[Text shown]
A hard-hitting critique of the European Food Safety Authority’s risk assessment of Monsanto’s stacked trait GM soybeans, which are marketed under the brand name Intacta, has been published in the peer-reviewed journal Environmental Sciences Europe (see abstract below).
The paper draws attention to a major problem with the EU assessment of this and other stacked trait GM plants: the combined effects of the multiple traits – for example of the herbicides used on the crops and the Bt insecticidal toxins engineered into them – are not tested or assessed.
EFSA doesn’t require any animal feeding studies with the complete stacked trait crop. Instead feeding studies with the GM single-trait “parent” crops that were cross-bred to make the stacked crop are believed to be sufficient.
As the authors of the new paper state, “It does not make sense that stacked events showing a higher degree of complexity due to possible interactions should undergo a lower level of risk assessment than the parental plants.”

[Data section]
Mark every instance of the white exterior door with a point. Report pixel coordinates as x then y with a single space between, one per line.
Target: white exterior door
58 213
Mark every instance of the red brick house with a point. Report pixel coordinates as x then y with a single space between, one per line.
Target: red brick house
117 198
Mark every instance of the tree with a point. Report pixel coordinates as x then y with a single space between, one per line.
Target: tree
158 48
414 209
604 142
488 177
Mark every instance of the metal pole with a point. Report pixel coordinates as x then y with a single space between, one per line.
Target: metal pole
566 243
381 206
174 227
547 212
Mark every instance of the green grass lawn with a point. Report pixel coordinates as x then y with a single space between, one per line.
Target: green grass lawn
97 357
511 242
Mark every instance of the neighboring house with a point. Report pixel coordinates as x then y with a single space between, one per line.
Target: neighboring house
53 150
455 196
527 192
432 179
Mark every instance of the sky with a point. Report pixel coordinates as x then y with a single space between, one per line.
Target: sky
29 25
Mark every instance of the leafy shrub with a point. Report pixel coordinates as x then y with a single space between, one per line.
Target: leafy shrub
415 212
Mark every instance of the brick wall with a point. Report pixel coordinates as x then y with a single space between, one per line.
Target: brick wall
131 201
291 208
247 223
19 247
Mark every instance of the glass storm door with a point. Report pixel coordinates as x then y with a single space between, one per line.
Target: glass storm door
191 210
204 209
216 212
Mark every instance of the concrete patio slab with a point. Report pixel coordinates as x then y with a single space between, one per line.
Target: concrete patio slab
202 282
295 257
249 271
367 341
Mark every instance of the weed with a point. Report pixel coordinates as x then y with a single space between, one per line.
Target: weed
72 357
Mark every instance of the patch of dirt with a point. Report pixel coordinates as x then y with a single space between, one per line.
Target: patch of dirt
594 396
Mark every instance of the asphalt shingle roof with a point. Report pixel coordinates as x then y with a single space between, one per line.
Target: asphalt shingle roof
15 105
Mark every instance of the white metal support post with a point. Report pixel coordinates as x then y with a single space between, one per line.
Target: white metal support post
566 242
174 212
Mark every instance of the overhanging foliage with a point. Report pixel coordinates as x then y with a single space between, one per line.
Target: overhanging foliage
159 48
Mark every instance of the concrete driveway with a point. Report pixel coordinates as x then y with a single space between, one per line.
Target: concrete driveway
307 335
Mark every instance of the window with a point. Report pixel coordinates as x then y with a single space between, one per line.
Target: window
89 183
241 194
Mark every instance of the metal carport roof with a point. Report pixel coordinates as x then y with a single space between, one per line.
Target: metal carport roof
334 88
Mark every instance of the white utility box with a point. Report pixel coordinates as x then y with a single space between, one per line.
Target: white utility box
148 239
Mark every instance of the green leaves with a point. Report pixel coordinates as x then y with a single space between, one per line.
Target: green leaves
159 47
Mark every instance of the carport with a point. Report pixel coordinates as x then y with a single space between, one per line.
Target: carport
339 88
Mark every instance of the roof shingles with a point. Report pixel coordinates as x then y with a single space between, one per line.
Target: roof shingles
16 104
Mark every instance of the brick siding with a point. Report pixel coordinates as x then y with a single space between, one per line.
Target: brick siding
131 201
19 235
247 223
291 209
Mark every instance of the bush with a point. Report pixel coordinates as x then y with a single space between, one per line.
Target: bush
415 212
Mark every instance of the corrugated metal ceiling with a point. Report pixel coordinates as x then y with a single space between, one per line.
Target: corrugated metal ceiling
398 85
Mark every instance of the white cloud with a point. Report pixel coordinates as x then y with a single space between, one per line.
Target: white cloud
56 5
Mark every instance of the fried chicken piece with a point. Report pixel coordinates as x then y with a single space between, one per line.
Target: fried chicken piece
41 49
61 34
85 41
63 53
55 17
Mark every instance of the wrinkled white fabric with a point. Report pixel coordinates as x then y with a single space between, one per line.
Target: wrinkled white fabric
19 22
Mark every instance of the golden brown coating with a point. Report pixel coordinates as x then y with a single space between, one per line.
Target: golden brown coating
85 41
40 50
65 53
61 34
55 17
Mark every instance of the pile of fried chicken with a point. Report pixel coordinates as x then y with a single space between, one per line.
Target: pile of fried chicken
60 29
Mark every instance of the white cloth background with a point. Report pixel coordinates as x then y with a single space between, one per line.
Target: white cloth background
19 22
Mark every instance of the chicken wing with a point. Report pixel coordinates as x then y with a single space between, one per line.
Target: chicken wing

[Task 1] In the Intacta soybean piece, why do the paper's authors object to the way stacked trait GM crops are assessed?
[Task 2] Quote everything in the Intacta soybean piece from "A hard-hitting critique" down to "tested or assessed.".

[Written answer 1] The authors say stacked events are more complex than their parent plants because the traits may interact. For that reason, it makes no sense for them to get a lower level of risk assessment than the parental plants. Yet EFSA relies on feeding studies of the single-trait parent crops and requires none with the complete stacked crop.

[Written answer 2]
A hard-hitting critique of the European Food Safety Authority’s risk assessment of Monsanto’s stacked trait GM soybeans, which are marketed under the brand name Intacta, has been published in the peer-reviewed journal Environmental Sciences Europe (see abstract below).
The paper draws attention to a major problem with the EU assessment of this and other stacked trait GM plants: the combined effects of the multiple traits – for example of the herbicides used on the crops and the Bt insecticidal toxins engineered into them – are not tested or assessed.